Task: For this exercise, write out each entry below exactly, omitting the images.

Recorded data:
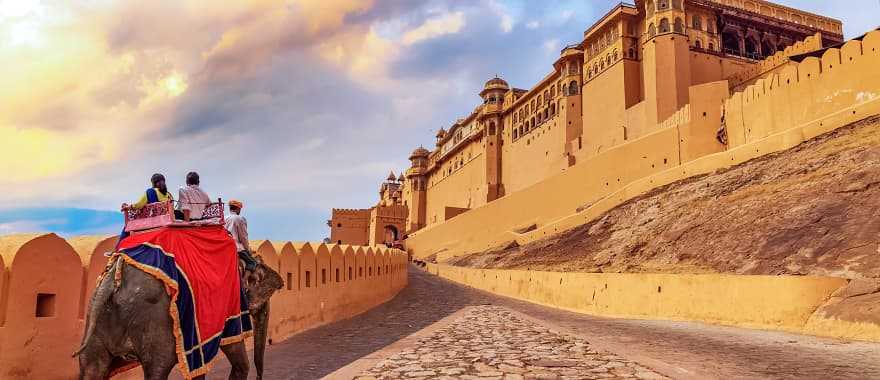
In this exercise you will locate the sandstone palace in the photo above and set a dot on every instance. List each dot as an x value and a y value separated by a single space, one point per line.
652 88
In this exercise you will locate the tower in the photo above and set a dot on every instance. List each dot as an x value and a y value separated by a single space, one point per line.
416 179
490 118
571 85
666 58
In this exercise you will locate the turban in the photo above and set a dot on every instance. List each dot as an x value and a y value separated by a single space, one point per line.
156 178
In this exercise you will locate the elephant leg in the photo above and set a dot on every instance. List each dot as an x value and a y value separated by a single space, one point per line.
158 370
261 326
94 363
237 356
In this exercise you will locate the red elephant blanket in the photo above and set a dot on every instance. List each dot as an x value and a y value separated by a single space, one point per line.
199 266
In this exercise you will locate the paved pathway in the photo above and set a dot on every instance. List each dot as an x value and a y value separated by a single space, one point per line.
674 349
491 342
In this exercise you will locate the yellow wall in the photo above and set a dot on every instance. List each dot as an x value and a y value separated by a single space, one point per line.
768 302
534 156
465 187
776 113
26 340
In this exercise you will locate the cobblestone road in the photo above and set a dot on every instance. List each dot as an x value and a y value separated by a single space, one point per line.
490 342
675 349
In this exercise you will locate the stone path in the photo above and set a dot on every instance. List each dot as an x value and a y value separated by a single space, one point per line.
490 342
674 349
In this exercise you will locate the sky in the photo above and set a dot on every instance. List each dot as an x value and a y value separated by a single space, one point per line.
293 107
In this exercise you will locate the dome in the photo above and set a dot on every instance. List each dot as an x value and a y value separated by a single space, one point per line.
496 83
419 152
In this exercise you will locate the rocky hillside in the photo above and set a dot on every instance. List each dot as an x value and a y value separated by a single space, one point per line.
814 209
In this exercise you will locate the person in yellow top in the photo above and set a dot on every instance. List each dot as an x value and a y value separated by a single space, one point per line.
157 193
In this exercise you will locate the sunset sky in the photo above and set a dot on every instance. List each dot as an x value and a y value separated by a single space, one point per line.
294 107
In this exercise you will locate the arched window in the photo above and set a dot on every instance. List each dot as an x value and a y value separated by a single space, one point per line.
697 22
664 25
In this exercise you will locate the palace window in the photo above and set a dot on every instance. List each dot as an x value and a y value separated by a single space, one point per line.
664 25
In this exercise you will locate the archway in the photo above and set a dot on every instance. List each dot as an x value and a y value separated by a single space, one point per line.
753 48
768 48
391 234
730 42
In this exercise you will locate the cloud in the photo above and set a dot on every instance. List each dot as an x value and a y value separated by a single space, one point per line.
435 27
294 106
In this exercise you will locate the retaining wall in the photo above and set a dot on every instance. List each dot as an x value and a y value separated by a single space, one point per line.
46 284
785 303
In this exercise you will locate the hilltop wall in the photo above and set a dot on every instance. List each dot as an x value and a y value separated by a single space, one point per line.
46 284
778 112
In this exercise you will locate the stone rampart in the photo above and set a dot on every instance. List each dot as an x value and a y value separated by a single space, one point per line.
46 284
786 303
781 111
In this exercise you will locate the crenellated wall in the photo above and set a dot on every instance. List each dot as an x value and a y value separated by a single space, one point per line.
779 111
46 284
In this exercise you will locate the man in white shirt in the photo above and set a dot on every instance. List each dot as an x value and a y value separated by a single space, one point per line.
192 200
237 227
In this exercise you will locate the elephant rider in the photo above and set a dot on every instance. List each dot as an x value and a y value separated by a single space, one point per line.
157 193
237 227
192 199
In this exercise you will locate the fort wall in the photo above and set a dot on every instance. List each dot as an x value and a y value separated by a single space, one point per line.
732 300
46 283
778 112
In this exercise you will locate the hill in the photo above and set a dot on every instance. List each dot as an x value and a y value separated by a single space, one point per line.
811 210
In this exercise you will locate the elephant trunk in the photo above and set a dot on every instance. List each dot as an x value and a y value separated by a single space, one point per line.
102 294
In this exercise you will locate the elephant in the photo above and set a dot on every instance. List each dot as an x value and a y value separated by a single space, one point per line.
128 320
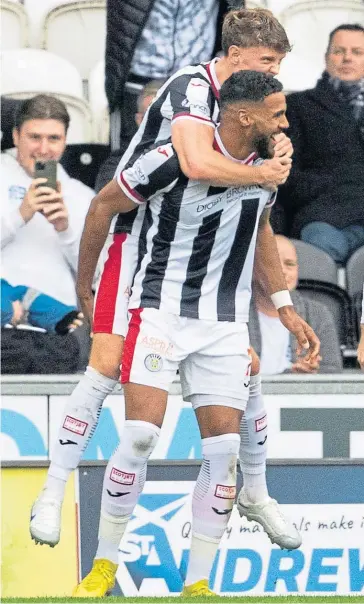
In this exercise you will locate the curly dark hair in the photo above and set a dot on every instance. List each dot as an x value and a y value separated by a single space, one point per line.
248 85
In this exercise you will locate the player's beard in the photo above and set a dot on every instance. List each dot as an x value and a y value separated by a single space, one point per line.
264 147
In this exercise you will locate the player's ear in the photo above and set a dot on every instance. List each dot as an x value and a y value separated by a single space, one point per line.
234 55
245 118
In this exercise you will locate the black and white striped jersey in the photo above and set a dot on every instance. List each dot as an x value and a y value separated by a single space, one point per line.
197 242
191 93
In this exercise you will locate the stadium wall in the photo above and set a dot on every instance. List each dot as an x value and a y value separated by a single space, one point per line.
317 473
326 411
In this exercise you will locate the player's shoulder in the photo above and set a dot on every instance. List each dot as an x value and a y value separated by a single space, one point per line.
161 150
191 75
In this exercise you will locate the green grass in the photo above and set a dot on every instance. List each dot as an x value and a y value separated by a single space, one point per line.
221 599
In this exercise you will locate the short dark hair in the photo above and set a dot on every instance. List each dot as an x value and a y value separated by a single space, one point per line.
252 27
42 107
344 27
251 86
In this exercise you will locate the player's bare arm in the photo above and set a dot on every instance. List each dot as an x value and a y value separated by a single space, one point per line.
108 202
193 144
268 264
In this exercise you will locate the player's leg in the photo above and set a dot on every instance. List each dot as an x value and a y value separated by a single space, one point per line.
212 380
253 500
146 377
83 408
215 490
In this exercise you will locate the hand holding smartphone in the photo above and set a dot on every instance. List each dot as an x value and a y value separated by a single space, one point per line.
48 170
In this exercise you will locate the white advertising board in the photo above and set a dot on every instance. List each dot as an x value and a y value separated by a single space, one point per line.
332 424
24 427
154 551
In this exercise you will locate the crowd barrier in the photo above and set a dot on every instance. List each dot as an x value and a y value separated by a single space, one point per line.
326 411
316 472
324 498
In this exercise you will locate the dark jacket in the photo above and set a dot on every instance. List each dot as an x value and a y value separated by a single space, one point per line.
125 22
318 316
327 178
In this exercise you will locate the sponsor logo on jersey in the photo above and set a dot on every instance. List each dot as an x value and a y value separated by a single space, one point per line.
153 362
225 492
122 477
158 345
261 423
140 173
77 426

Solution:
In this exercise you will locate the sandstone palace in the photo above and set a dot on every instance. List each dot as an x value and a y value separated by a single space, one point per line.
652 88
In this exercise you will locate the tower in the photo above and set a dot on every instance. List each dot as an x value and a y value separated by a single space, one point per line.
416 179
490 118
571 85
666 58
In this exercise you will locate the turban in the photo above and set a dot on every instance. List each dot as an x value and a y value separated by a single space, one point per line.
156 178
In this exercise you will locate the elephant leg in the photo above and set a dot on every instance. List each dot as an x value and a y value separated by a single space, one point per line.
158 370
261 326
94 363
237 356
In this exercise you will locate the red elephant blanket in the photo above and set a dot on every instance. List each dot as an x value and a y value separated by a single space, one point per line.
199 266
In this exercise you will locate the paved pathway in the photo above and set a dot on every instance. List each dot as an x value and a y value separated by a single space, one point per line.
674 349
491 342
In this exercise you will locate the yellow wall in the photo above and set a dot on every instance. List each dot as an x value and a y value separated by a single space, one point per line.
768 302
534 156
465 187
776 113
26 340
In this exercise you will locate the cobblestone road in the photo above and set a dot on every instance. List each dot as an x value and a y value separated by a single space, one point per line.
490 342
675 349
In this exercise you will locate the stone path in the photo above and set a dot on every instance. List each dot as an x value and a y value separated by a single space, one point per line.
490 342
674 349
In this exercise you will locate the sky in the photo above and set a dot on every instance. List each dot as an x value and a y value separated by a single space, one point per line.
293 107
In this exercise you will locate the dome in the photo above and set a dot on every instance. List each dot as an x value and a y value separated by a single space, one point per line.
496 83
419 152
In this exercise you will locate the rocky hillside in the photo above and set a dot on every instance. List each dot as an x value and a y value separated by a single space, one point per line.
814 209
In this exercise you will locate the person in yellow top in the photo above and set a dot on every instance. List each dot as an x value and a y value separated by a single space, one point per line.
157 193
In this exercise you will locate the sunset sky in the photo above and set a dot on every instance. List each dot as an x value and a y value separated by a single space, one point per line.
294 107
In this exercise you will locate the arched window in the photo above and set a dot on every instance. List each dot as an x value and a y value separated by a single space, one point per line.
697 22
664 25
In this exercise you will locate the palace window in the photo above and set a dot on every instance. List each dot as an x value and a y value separated by a single space, one point per line.
664 25
In this exercise you will locate the archway in the photo above and set a dot on every instance. List each dot as an x value and a y value separated by a single space, one point per line.
753 48
768 48
391 234
730 42
In this exercise you will locate the cloud in the photo above and set a dot on every instance. List each dot as an x value and a y value separated by a single space, one point per line.
435 27
294 106
In this exercise you will locate the retaining wall in the photo above and set a dot on every instance. List each dot as an x value and a y value separated by a single space, one point per line.
46 284
785 303
In this exercise you will locate the hilltop wall in the photo above and set a dot on every instance. List each dot as an x value and a y value separated by a single space, one point per line.
46 284
778 112
In this exercise you will locate the stone rampart in the photo above and set a dot on every instance. List each dot as an x value and a y value separated by a single space, one point per line.
46 284
786 303
781 111
In this exercise you will locate the crenellated wall in the photo above and set a dot on every instance. List each dot as an x value and a y value separated by a single space, one point per line.
779 111
46 284
In this exercise you will locate the man in white shirt in the photo above and set a dot on every instance. List each dot as an x value and a y value separated by a single space, one point per line.
192 200
237 227
In this exercise you will locate the elephant rider in the photo above and set a dot on every instance. List each dot as an x value and a y value separated by a single space, one point per line.
157 193
237 227
192 199
In this exercise you will locate the fort wall in the photo above and set a dot on every instance. List each dot as an x value and a y value separated by a single space, one point per line.
732 300
46 283
778 112
In this exercise you will locate the hill in the photo above and set a dot on every instance. List each dot as an x value and a y value separated by a single space, one point per line.
811 210
In this exercise you will locate the elephant trunk in the photo above and set a dot on every instance. List each dot as an x value and a y value separated by a single space, one point per line.
102 294
In this exercise you will locate the elephant in the photo above and set a dot on every instance. List each dot as an x value and a y value separated by a single space, one point per line.
128 320
In this exercise you will locate the curly dark hair in the photo above and set a dot on every instance. List each dot as an x value and a y value separated by a single space, one point per line.
248 85
In this exercise you will locate the player's beard in the photo above and set a dot on every instance. List each dot as an x value and a y value separated by a single space, one point per line.
264 147
In this exercise you will locate the player's ear in the photo above and set a dot on every instance. List each dot as an x value and a y value separated by a single space, one point per line.
234 55
245 118
In this exercise you will locate the black and white striped jersey in the photo above and set a dot on every instance. List each dot as an x value and a y value separated by a single space, one point per line.
197 242
191 93
In this exercise you will locate the stadium wall in the photo above and set a dot on every instance. List each dot as an x value and a y value separated by a single space, one point per line.
317 473
326 411
In this exercise you will locate the player's shoulder in the photo above and set a dot on every instance. List each dot as an x value and a y value separated by a single space, one point per line.
161 150
191 75
In this exercise you will locate the green grass in the photo above and set a dot on every instance. List each dot as an x value and a y value separated by a single space, one point per line.
221 599
In this exercise you will locate the short dark hair in the photo above and set a dot on every instance. List each dot as an x value and a y value separated by a single space, one point per line.
252 27
42 107
344 27
251 86
In this exercise you will locate the player's bare arm in the photo above and set a dot on every instance. List each dot as an x value and a y value separated by a single space, one point per line.
108 202
193 144
268 264
In this exercise you will locate the player's leg in the photo above and set a dot on every instance. List each dot as an x value and a y value separated by a single space, one point per line.
212 380
253 500
146 377
83 408
215 490
In this exercise you will locate the hand holding smartphone in the photo above and set a dot on every instance. List each dot as an x value and a y value separated by a single space, one point per line.
48 170
In this exercise you will locate the white advertising board in the photo above and set a dot on every instance. List each dot as an x value and a y value separated by a single space, one point per line.
332 424
24 427
154 551
In this exercise you will locate the crowd barrier in the photo above and set a dot on every instance. List each dot as an x value and a y value separated by a single space, one point per line.
326 411
316 472
324 498
In this exercise you will locate the dark jacket in the photo above and set a dot on every instance. List each dot as an x value and a y value separated by a single space, one point per line.
125 22
318 316
327 178
In this exercise you will locate the sponsor logo on jersey in the photo above and set a dot on every instance. List each dot as an x value and a y value separated by a single space, one point per line.
153 362
225 492
122 477
158 345
261 423
140 173
77 426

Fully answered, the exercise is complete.